Only the lines holding "butterfly" are wanted. Copy every one from the records below.

↓

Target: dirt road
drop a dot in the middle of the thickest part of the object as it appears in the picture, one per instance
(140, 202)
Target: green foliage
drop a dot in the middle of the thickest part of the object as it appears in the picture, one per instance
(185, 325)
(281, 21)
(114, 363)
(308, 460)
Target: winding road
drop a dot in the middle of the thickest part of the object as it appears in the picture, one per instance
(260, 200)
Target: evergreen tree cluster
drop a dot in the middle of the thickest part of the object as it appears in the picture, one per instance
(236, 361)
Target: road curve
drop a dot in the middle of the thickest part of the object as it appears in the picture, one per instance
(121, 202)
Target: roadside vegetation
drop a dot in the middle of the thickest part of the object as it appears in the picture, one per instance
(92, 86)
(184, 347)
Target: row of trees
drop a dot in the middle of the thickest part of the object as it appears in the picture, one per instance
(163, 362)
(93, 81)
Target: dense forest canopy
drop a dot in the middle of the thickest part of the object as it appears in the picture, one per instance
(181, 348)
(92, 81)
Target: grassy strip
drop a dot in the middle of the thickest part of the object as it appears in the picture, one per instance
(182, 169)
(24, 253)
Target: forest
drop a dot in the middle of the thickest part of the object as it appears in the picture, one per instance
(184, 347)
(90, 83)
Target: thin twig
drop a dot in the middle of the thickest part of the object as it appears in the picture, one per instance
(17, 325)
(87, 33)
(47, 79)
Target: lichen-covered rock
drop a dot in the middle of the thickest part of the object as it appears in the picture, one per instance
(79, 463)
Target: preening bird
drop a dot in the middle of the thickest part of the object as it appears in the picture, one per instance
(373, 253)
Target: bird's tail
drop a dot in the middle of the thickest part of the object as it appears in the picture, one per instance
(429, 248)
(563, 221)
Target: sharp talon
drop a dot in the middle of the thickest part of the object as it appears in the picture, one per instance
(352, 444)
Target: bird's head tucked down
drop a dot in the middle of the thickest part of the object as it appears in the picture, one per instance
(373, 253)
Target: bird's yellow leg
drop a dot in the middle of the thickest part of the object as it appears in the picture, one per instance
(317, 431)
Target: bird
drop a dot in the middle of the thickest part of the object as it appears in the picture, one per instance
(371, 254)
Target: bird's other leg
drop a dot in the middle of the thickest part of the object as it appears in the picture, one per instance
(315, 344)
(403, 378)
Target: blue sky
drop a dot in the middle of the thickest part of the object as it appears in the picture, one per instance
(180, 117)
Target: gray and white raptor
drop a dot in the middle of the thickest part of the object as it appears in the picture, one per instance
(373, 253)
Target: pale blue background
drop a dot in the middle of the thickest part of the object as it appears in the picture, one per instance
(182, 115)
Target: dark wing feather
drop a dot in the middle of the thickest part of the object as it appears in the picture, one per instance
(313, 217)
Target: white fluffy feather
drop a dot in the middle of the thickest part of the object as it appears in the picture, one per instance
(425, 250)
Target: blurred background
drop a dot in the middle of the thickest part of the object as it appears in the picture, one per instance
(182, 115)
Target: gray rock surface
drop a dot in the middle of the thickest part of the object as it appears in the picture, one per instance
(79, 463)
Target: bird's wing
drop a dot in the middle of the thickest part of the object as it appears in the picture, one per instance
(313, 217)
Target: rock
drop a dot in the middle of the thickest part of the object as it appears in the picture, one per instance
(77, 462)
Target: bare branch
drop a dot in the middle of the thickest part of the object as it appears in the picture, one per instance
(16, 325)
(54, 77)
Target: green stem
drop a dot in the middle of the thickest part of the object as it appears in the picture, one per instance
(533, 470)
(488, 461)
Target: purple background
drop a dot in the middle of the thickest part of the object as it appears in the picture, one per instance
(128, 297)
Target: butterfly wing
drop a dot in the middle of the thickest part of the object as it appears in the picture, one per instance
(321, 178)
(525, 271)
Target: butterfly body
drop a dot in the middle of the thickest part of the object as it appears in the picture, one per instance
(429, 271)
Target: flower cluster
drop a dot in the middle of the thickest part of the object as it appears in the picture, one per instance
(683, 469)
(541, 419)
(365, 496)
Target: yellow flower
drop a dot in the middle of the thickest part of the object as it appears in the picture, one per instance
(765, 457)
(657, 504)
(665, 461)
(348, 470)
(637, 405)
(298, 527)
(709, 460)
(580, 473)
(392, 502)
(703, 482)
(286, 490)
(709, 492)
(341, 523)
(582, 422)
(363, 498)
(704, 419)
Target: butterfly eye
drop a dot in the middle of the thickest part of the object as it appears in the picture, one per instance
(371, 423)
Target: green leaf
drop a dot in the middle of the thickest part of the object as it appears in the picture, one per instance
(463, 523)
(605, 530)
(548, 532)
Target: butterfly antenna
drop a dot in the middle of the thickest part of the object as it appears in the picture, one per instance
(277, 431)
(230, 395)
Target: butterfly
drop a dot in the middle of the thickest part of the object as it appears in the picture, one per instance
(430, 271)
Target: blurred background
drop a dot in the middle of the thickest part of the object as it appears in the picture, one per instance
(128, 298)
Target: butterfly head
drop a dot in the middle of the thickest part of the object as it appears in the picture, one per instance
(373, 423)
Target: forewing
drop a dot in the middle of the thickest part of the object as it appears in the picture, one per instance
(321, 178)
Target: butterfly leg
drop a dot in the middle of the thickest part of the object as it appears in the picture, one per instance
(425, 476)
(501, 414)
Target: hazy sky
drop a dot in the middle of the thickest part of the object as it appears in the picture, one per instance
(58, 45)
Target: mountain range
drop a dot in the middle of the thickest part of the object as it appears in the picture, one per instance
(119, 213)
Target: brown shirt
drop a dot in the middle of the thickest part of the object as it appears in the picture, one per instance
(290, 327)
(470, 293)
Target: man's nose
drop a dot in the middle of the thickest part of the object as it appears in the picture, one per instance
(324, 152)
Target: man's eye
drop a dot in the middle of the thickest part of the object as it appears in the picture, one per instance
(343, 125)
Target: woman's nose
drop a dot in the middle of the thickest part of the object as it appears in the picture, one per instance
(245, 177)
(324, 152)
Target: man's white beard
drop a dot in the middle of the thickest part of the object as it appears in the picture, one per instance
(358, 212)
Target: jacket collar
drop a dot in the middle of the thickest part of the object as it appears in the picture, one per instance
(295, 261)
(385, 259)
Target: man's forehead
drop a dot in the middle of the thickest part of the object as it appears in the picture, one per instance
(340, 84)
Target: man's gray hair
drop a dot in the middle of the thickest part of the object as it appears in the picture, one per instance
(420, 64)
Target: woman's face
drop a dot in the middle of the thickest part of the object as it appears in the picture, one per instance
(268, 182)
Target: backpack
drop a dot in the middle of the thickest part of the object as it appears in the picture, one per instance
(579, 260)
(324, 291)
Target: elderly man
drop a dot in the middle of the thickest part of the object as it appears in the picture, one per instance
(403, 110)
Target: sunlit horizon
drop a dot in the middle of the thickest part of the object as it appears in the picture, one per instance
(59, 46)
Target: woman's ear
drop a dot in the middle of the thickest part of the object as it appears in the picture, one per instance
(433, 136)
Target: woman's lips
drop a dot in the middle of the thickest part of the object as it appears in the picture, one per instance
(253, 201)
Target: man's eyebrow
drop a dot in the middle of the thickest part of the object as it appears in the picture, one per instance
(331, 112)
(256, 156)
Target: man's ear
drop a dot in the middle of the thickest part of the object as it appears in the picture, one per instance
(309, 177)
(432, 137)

↑

## Result for this task
Target: butterfly wing
Target: butterfly body
Target: butterfly eye
Target: butterfly antenna
Target: butterfly
Target: butterfly head
Target: butterfly leg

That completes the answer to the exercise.